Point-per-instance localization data
* * * * * * * * *

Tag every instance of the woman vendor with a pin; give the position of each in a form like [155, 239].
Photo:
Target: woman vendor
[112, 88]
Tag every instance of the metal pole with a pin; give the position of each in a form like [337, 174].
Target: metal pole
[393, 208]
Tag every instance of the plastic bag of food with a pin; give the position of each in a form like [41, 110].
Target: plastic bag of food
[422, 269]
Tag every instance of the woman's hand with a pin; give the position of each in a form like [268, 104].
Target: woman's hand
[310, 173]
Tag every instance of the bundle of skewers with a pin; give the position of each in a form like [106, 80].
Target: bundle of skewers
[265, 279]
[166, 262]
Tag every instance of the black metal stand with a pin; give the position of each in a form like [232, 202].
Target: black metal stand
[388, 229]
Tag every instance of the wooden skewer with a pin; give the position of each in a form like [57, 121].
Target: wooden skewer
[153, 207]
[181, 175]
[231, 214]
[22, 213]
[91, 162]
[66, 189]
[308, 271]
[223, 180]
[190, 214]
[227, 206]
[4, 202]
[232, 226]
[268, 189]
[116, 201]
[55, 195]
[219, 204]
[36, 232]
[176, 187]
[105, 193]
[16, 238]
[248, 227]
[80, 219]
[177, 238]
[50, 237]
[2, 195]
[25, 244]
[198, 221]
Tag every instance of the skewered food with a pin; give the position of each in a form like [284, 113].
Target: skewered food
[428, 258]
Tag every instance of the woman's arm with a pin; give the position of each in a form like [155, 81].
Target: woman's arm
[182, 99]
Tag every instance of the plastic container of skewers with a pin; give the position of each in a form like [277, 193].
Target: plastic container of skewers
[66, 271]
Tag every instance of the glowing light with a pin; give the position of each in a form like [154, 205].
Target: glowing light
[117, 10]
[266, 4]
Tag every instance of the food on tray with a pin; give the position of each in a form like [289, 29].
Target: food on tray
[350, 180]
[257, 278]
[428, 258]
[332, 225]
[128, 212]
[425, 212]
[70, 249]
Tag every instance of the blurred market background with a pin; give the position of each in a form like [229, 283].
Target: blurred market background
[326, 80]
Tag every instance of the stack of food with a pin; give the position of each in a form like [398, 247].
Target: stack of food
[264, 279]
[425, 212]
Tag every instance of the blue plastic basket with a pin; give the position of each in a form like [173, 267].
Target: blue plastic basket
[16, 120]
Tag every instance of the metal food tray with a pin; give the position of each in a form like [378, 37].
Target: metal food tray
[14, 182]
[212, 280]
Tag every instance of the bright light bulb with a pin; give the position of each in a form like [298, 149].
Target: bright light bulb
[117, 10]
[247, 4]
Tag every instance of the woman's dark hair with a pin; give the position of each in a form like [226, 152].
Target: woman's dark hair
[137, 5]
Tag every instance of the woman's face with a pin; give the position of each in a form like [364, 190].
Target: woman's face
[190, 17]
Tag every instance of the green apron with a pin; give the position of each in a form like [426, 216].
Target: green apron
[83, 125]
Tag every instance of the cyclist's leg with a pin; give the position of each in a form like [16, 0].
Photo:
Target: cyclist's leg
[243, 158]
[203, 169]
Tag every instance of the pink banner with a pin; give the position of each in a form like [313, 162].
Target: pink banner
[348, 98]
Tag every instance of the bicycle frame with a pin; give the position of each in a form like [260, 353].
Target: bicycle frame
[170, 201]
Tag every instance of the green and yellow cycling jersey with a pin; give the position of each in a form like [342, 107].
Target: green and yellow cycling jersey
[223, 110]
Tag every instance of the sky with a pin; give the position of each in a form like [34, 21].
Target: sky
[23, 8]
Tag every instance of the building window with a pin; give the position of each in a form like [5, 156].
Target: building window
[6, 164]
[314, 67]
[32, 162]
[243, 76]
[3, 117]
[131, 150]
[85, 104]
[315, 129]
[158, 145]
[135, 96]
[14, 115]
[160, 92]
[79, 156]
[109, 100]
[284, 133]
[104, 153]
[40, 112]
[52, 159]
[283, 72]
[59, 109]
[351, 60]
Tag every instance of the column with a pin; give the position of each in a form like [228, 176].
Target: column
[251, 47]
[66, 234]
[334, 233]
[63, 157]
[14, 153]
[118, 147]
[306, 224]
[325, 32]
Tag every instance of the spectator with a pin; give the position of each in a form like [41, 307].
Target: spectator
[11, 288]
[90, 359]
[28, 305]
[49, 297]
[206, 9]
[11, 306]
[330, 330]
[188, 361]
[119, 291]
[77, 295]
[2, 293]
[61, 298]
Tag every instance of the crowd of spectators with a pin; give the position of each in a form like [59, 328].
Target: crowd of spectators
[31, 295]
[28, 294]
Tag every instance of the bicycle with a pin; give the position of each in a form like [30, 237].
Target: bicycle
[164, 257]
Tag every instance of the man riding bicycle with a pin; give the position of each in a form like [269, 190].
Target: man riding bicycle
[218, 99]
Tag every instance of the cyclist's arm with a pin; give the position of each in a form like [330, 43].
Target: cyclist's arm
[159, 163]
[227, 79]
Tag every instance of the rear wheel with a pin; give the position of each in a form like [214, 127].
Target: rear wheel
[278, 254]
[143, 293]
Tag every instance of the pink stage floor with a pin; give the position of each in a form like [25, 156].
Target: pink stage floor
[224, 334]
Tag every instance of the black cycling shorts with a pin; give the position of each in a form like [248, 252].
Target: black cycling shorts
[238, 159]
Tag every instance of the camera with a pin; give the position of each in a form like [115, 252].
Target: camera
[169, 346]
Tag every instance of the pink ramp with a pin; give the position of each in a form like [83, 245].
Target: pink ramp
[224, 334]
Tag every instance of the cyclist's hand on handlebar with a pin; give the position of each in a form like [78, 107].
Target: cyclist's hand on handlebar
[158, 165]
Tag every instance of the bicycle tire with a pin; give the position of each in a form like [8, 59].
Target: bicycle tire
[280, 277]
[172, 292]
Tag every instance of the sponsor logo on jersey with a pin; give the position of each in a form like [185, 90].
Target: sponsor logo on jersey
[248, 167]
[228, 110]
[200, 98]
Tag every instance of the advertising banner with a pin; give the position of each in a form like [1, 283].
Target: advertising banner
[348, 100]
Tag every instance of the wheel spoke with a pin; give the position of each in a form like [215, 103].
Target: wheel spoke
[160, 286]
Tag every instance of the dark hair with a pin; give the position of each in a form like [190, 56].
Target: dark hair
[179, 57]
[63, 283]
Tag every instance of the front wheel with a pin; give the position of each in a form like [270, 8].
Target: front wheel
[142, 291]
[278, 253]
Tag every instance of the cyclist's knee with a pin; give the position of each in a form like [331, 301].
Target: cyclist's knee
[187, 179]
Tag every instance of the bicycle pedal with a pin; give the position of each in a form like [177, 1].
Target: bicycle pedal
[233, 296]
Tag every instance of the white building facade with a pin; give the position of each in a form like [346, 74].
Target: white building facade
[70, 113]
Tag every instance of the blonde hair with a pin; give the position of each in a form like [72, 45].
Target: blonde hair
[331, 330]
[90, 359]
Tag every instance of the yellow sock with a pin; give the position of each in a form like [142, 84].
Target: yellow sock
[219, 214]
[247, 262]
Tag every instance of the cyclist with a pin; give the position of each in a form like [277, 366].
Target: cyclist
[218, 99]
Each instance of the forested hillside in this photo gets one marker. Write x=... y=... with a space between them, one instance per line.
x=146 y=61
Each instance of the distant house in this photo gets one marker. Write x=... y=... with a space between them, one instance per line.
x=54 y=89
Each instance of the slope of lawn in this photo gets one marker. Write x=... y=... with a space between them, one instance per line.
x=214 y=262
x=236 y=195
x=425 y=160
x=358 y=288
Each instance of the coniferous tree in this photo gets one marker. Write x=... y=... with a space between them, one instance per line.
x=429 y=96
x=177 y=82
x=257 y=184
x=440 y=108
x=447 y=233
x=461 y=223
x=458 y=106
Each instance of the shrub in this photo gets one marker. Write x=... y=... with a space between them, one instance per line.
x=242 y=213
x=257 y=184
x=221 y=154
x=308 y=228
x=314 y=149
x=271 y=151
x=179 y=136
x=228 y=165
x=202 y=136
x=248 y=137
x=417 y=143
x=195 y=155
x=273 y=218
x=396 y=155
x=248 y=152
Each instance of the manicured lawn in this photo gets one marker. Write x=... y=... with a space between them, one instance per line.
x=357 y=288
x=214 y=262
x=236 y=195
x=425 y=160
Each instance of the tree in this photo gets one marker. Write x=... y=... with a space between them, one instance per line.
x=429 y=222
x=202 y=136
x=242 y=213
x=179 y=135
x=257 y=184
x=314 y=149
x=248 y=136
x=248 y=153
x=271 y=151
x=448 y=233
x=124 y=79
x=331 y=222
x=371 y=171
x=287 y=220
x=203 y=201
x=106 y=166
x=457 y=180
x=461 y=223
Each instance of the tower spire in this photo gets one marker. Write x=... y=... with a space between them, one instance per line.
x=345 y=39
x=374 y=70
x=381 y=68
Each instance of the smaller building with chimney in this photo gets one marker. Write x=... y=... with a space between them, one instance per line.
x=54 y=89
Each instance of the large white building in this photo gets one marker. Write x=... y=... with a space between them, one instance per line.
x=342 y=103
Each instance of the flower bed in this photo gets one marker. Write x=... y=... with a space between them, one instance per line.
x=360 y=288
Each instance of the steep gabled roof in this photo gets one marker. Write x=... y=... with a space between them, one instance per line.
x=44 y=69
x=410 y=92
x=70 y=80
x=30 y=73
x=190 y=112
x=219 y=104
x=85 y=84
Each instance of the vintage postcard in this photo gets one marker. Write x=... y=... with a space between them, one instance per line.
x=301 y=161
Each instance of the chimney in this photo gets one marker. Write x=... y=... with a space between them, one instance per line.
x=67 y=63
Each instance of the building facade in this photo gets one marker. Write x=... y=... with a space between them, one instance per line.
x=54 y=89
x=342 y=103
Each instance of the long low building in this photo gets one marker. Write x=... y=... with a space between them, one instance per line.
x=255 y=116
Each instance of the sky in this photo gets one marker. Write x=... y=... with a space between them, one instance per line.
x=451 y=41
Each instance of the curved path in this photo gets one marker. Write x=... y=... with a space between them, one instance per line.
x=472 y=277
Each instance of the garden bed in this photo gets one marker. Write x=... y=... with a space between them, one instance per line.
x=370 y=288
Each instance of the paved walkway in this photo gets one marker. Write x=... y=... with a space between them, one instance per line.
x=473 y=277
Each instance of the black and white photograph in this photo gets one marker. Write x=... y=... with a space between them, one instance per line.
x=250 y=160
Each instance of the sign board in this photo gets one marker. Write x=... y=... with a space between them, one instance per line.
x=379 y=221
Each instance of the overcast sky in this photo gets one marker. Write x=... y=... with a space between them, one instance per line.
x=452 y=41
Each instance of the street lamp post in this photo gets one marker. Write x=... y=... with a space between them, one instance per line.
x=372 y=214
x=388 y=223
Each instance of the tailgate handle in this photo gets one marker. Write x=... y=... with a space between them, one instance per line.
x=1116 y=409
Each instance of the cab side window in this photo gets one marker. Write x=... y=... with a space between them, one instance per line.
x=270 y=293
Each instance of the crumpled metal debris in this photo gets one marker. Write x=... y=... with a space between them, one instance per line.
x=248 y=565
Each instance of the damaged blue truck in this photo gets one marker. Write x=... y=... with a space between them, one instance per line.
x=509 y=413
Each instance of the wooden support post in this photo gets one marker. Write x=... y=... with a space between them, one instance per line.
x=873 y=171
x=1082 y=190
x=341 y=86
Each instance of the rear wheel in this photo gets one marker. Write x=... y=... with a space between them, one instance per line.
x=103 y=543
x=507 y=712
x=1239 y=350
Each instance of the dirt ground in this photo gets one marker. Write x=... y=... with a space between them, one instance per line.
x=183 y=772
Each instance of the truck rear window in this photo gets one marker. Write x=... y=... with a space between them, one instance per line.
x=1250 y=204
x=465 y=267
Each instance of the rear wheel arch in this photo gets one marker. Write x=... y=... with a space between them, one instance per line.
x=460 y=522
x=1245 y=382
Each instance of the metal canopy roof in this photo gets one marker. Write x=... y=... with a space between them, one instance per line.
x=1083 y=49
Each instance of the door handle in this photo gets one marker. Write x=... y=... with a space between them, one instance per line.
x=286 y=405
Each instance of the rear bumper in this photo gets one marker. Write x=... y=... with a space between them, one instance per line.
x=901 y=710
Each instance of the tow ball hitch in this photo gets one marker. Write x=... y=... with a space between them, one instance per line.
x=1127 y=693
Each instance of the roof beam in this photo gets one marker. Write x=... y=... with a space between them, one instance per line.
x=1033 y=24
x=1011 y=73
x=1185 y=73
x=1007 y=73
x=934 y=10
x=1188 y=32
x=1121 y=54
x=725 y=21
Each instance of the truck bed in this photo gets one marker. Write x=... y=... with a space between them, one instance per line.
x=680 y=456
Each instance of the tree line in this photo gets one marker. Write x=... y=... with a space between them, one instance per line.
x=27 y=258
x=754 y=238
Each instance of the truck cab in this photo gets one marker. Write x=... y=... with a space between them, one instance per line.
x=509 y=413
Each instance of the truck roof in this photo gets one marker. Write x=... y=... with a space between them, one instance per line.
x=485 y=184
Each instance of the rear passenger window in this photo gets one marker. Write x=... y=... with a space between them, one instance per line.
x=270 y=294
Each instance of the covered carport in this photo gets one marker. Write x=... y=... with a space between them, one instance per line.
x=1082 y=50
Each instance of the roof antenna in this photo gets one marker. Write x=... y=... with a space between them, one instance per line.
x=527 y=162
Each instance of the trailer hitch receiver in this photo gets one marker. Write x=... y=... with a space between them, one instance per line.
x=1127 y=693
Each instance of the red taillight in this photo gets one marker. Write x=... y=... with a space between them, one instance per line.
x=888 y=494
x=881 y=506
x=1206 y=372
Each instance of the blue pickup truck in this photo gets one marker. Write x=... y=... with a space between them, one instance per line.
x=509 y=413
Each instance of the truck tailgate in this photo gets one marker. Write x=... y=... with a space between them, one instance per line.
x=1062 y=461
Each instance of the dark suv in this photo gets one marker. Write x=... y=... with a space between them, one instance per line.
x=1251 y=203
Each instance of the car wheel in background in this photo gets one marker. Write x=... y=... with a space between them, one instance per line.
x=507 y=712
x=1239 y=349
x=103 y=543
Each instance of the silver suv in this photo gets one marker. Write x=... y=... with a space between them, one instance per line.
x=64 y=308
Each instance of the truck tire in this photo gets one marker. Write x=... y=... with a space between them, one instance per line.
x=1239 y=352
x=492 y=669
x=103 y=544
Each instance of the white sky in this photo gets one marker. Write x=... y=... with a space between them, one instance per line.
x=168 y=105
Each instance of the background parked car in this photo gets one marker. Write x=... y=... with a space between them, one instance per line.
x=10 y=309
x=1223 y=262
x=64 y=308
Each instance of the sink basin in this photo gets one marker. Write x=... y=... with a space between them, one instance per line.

* * * * * * * * *

In your answer, include only the lines above starting at the line that holds "Target: plastic container of skewers" and ending at the line that holds "Tag every instance of the food", copied exactly.

--- Written solution ---
Target: plastic container of skewers
[66, 271]
Tag every instance of the glowing light with a pin; give the position of each in a form like [154, 205].
Target: glowing light
[117, 10]
[266, 4]
Tag every instance of the food on tray with a pin; give the position of each in a form like [289, 29].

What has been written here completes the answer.